### MATERIAL FOR THIS EXERCISE
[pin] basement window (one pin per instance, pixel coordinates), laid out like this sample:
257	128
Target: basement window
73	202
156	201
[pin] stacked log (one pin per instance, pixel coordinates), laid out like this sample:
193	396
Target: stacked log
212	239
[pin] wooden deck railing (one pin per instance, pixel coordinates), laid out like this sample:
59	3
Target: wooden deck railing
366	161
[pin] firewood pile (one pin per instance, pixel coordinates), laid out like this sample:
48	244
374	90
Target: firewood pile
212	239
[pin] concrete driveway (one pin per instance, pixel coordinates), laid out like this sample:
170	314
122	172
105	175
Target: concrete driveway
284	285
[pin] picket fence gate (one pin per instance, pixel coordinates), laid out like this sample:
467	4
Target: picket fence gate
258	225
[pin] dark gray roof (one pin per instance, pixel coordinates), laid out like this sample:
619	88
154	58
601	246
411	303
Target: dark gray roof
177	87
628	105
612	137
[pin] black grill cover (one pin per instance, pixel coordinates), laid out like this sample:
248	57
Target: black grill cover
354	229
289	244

### WHAT NEEDS TO BE DONE
Render every line of the material above as a Markdown table with two columns, Row and Line, numbering each row and omitting any blank lines.

### OUTPUT OF THE TASK
| Row | Line |
|---|---|
| 1 | [pin] basement window (one pin per instance, pixel coordinates), laid out like this sample: |
| 2 | 257	128 |
| 3 | Target: basement window |
| 4 | 73	202 |
| 5 | 156	201 |
| 6 | [pin] stacked log (one pin per instance, pixel coordinates), laid out like this sample: |
| 7 | 193	396 |
| 8 | Target: stacked log |
| 9 | 212	239 |
| 10 | [pin] wooden deck railing (one pin per instance, pixel coordinates), laid out like this sample: |
| 11 | 59	3 |
| 12 | Target: wooden deck railing |
| 13 | 366	161 |
| 14 | [pin] firewood pile (one pin per instance, pixel coordinates), laid out like this sample: |
| 15 | 48	244 |
| 16 | 374	90 |
| 17 | Target: firewood pile |
| 18 | 212	239 |
| 19 | [pin] concrete driveway (one pin per instance, pixel coordinates), laid out like this sample: |
| 20 | 170	314 |
| 21 | 122	172 |
| 22 | 105	175 |
| 23 | Target: concrete driveway |
| 24 | 284	285 |
| 25 | [pin] picket fence gate (one pin per instance, pixel coordinates), laid out like this sample: |
| 26 | 467	4 |
| 27 | Target: picket fence gate |
| 28 | 258	225 |
| 29 | [pin] dark gray roof (one pin per instance, pixel coordinates), laid out like this sample: |
| 30 | 619	88 |
| 31 | 154	58 |
| 32 | 601	246 |
| 33 | 411	303 |
| 34 | Target: dark gray roof |
| 35 | 177	87 |
| 36 | 628	105 |
| 37 | 612	137 |
| 38 | [pin] black grill cover (one pin per instance, pixel coordinates), laid out like this sample: |
| 39 | 248	57 |
| 40 | Target: black grill cover |
| 41 | 354	229 |
| 42 | 289	244 |